------ Trecho da página
Fascista não enfrenta. Encena
Quando o cercadinho some e sobra só a toga do juiz, eles viram o que sempre foram: um bando de covardes políticos
Fascista não enfrenta. Encena
Todos aqui devem ter visto alguma imagem do depoimento dos réus que fazem parte do "núcleo crucial" da organização criminosa que tentou o golpe de Estado em 2022. Trago as minhas impressões.
É tudo tão surreal que cheguei a pensar se não teria entrado numa realidade paralela, daquelas em que a Terra é plana, a vacina mata, e um general brasileiro bate continência para bandeira dos EUA. Mas não. A realidade não é paralela. Ela é curva e me atropela toda hora. A realidade é um pesadelo em alta definição com sonhos leves porque somos humanos e precisamos ter esperança.
Como professora que sou, gosto da didática. Aprendemos que não há coragem em quem vive da mentira. E não pode haver redenção possível para quem faz da covardia o seu projeto de vida.
Berrar no cercadinho, meu povo, berrar no cercadinho é mole. Aquela figura que ou quatro anos esgoelando força, honra e cloroquina mostrou que é um indolente travestido de valente. Risinhos, piadinhas e cara de quem esqueceu o caminho do banheiro fez com que o tribunal me lembrasse o stand-up ruim quando risos não possuem relação com dignidade, empatia e uma graça propriamente dita.
É inacreditável o que se viu. Uma audiência que mais parecia gravação de podcast de extrema-direita.
Um típico episódio da série House of Paranauê. As caras de paisagem e risinhos de canto de boca mascaravam as articulações feitas por quem sabe que entrou condenado, vai sair condenado, mas que foca agora, com alguma chance, em uma prisão domiciliar.
Os mesmos que ameaçavam a democracia, agora, fazem piada com o próprio julgamento acenando para uma base que canta o hino nacional para um pneu e pede ajuda extraterrestre com celular aceso na cabeça.
Nessa esteira, Bolsonaro, por exemplo, achou de bom tom convidar Alexandre de Moraes para ser seu vice em 2026. Um homem desses não tem fígado, tem um TikTok interno funcionando em loop.
------------
------ Material de entrada
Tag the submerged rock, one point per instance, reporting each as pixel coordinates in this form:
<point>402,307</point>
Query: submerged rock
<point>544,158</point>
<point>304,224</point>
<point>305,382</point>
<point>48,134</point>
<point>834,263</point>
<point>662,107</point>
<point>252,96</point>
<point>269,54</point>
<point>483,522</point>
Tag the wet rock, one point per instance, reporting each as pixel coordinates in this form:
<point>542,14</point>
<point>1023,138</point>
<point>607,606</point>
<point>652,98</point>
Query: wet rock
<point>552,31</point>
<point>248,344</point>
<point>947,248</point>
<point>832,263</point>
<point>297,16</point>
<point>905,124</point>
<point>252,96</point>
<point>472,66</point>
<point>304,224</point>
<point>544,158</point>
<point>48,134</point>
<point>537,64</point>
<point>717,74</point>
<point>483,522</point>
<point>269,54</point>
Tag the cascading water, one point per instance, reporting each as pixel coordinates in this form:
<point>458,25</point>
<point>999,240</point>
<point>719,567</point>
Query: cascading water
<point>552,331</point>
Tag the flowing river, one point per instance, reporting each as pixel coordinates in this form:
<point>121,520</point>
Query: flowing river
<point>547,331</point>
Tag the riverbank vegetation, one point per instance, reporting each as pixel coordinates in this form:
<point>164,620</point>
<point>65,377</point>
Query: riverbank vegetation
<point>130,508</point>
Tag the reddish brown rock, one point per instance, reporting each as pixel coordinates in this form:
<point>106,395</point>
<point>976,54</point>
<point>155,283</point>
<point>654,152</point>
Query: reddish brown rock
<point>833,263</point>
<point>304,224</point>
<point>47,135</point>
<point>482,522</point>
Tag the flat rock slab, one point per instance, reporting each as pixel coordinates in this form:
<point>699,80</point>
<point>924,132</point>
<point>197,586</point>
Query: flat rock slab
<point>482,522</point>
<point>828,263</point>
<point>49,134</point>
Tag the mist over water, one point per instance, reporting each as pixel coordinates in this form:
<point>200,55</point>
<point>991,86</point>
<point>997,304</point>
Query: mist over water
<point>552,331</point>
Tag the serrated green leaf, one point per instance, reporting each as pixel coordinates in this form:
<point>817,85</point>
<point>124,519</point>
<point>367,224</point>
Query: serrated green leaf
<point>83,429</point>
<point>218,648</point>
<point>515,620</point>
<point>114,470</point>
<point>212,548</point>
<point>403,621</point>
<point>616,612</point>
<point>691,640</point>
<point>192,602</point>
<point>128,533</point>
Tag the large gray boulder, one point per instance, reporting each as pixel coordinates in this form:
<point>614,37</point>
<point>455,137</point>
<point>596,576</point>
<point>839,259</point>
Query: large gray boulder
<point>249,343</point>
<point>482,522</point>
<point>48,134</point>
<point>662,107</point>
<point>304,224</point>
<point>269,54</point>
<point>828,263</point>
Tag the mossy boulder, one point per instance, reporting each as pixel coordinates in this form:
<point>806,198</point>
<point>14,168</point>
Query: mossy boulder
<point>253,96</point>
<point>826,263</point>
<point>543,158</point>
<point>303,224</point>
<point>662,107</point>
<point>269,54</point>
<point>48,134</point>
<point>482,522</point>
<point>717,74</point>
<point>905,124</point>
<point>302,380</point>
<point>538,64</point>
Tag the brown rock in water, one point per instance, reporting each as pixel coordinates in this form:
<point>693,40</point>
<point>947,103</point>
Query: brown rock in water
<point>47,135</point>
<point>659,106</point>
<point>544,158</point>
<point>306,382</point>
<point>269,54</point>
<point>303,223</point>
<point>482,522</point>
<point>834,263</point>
------------
------ Material de entrada
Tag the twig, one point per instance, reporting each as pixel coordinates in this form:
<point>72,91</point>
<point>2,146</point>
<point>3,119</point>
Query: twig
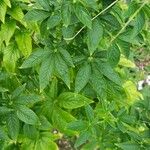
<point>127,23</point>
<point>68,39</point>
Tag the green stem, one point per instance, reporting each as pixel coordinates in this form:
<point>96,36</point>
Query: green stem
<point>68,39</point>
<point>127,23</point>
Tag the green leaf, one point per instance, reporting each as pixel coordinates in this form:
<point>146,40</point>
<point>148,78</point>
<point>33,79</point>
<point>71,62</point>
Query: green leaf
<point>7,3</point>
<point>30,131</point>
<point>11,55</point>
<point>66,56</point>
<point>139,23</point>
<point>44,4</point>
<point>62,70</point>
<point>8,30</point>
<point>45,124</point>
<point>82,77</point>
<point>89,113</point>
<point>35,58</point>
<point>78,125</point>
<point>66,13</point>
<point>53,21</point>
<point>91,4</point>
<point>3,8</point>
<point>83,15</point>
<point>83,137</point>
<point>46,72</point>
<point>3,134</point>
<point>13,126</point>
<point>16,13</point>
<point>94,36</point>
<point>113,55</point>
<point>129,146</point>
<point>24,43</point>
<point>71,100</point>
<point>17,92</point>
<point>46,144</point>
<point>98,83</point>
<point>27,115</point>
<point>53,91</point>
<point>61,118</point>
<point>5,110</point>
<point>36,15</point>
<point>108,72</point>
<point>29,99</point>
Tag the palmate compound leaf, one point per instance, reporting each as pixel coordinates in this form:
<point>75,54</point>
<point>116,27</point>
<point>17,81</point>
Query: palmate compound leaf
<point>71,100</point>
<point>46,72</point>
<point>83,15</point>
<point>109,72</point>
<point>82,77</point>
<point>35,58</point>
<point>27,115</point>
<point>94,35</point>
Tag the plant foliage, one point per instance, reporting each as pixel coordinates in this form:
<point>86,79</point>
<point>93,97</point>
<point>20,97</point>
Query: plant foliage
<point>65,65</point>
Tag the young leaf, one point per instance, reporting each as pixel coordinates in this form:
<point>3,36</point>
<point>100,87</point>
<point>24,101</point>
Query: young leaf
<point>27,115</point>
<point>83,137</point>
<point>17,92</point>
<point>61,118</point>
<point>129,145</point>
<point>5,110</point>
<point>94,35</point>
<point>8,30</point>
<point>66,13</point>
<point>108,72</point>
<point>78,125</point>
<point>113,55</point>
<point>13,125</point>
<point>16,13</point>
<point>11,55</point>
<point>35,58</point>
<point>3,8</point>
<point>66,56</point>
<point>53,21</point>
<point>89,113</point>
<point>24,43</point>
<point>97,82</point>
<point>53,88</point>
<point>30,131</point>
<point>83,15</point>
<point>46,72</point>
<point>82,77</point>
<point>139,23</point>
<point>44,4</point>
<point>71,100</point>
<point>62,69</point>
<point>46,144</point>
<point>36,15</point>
------------
» A fazer:
1. Transcreva do texto sobre o depoimento dos réus da tentativa de golpe o trecho entre "Os mesmos que" e "aceso na cabeça.", inclusive.
2. Passe para uma lista numerada somente as linhas da listagem situadas entre a que contém "Tag the flowing" e a que contém "<point>49,134</point>", inclusive, omitindo as linhas em branco.

» Conjunto de respostas:
1.
Os mesmos que ameaçavam a democracia, agora, fazem piada com o próprio julgamento acenando para uma base que canta o hino nacional para um pneu e pede ajuda extraterrestre com celular aceso na cabeça.

2.
1. Tag the flowing river, one point per instance, reporting each as pixel coordinates in this form:
2. <point>121,520</point>
3. Query: flowing river
4. <point>547,331</point>
5. Tag the riverbank vegetation, one point per instance, reporting each as pixel coordinates in this form:
6. <point>164,620</point>
7. <point>65,377</point>
8. Query: riverbank vegetation
9. <point>130,508</point>
10. Tag the reddish brown rock, one point per instance, reporting each as pixel coordinates in this form:
11. <point>106,395</point>
12. <point>976,54</point>
13. <point>155,283</point>
14. <point>654,152</point>
15. Query: reddish brown rock
16. <point>833,263</point>
17. <point>304,224</point>
18. <point>47,135</point>
19. <point>482,522</point>
20. Tag the flat rock slab, one point per instance, reporting each as pixel coordinates in this form:
21. <point>699,80</point>
22. <point>924,132</point>
23. <point>197,586</point>
24. Query: flat rock slab
25. <point>482,522</point>
26. <point>828,263</point>
27. <point>49,134</point>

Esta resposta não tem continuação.